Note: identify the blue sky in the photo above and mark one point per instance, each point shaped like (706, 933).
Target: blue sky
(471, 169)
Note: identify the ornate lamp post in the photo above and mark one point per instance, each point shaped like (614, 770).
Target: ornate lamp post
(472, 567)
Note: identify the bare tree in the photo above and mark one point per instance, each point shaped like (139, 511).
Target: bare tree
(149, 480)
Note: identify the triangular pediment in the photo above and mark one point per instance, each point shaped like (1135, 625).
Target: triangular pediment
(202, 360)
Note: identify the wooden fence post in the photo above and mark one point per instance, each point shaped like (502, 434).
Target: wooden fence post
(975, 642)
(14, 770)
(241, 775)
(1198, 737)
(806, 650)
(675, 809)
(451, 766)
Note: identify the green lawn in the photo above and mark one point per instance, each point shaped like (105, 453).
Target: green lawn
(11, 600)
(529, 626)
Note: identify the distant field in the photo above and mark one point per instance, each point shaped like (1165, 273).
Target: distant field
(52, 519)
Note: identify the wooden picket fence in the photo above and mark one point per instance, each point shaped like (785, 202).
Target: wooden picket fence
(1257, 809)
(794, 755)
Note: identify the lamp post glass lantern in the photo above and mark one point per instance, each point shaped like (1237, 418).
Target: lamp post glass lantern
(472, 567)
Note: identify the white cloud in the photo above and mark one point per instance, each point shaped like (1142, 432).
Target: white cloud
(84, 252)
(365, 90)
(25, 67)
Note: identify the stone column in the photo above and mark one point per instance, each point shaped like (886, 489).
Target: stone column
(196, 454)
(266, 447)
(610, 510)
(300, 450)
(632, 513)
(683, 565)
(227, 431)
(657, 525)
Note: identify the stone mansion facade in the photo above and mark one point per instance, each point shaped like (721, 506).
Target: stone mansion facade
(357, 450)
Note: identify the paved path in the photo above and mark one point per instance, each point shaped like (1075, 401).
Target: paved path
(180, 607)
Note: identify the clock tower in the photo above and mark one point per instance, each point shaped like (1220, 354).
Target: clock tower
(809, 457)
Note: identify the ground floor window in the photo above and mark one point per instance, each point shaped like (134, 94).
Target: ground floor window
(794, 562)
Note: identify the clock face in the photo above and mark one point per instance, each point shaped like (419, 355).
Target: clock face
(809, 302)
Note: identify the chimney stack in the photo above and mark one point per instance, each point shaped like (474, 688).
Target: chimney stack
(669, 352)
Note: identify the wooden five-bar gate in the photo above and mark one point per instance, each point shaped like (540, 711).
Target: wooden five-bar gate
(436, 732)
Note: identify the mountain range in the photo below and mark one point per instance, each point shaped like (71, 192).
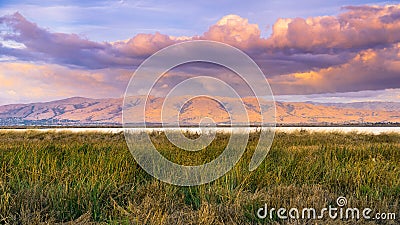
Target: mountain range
(87, 111)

----------

What this task involves:
Keep every word of the material exactly as given. Drop the pictures.

Solution below:
Note: identify the blue sky in the photo above and mark one point per instance, each point shaped like (706, 933).
Target: blue sky
(471, 169)
Note: identify the ornate lamp post in the photo above and mark one point per instance, each point shaped like (614, 770).
Target: ornate lamp post
(472, 567)
Note: identify the bare tree in the photo above and mark one point per instance, each point shaped like (139, 511).
Target: bare tree
(149, 480)
Note: identify the triangular pediment in the photo above and mark one point per instance, each point shaped like (1135, 625).
Target: triangular pediment
(202, 360)
Note: identify the wooden fence post in the photo above and mark one point per instance, each point shaped like (502, 434).
Target: wooden fence post
(975, 642)
(14, 770)
(241, 775)
(1198, 737)
(806, 650)
(675, 809)
(451, 766)
Note: identify the green lawn in the photo above and mark one point per instance, each point shaped like (105, 453).
Target: green lawn
(11, 600)
(529, 626)
Note: identify the distant field in the photo above and mark one point per instance, each point shaped like (1165, 273).
Target: distant field
(52, 519)
Note: identify the wooden picket fence in the photo above and mark one point per instance, each point shaped like (785, 202).
Target: wooden picket fence
(1257, 809)
(794, 755)
Note: identify the lamp post glass lantern in the photo above and mark one point per instance, each point shaped like (1237, 418).
Target: lamp post glass lantern
(472, 567)
Note: identify the white cloud in the photo above and mark one point per instance, each point shaped like (1142, 432).
Target: white cloud
(84, 252)
(365, 90)
(25, 67)
Note: identify the stone column in the photo above and mark one point per instance, each point shaped like (886, 489).
Target: stone column
(196, 454)
(266, 447)
(610, 510)
(300, 450)
(632, 513)
(683, 565)
(227, 431)
(657, 525)
Note: identify the stone mansion facade in the photo above and mark one point per instance, each point shaped like (721, 506).
Target: stone mansion facade
(357, 450)
Note: identify the paved path in the photo above and mark one point per instance, each point shaped like (1075, 401).
Target: paved path
(180, 607)
Note: identify the clock tower in the photo above and mark one point per instance, each point shaped like (1220, 354).
Target: clock tower
(809, 457)
Note: identify the ground floor window in the photo above and mark one point per instance, each point shaped like (134, 94).
Target: ground floor window
(794, 562)
Note: identify the clock face in the photo above and mark one point per instance, each point shaped like (419, 355).
Target: clock face
(809, 302)
Note: identify the chimney stack in the photo above and mark one point per instance, each point shaped like (474, 688).
Target: chimney stack
(669, 352)
Note: identify the wooden five-bar gate in the photo above and mark one point per instance, each point shaped like (540, 711).
Target: wooden five-bar gate
(436, 732)
Note: identify the mountain range in the photo below and mark one point per instance, each point shaped like (71, 192).
Target: mountain range
(87, 111)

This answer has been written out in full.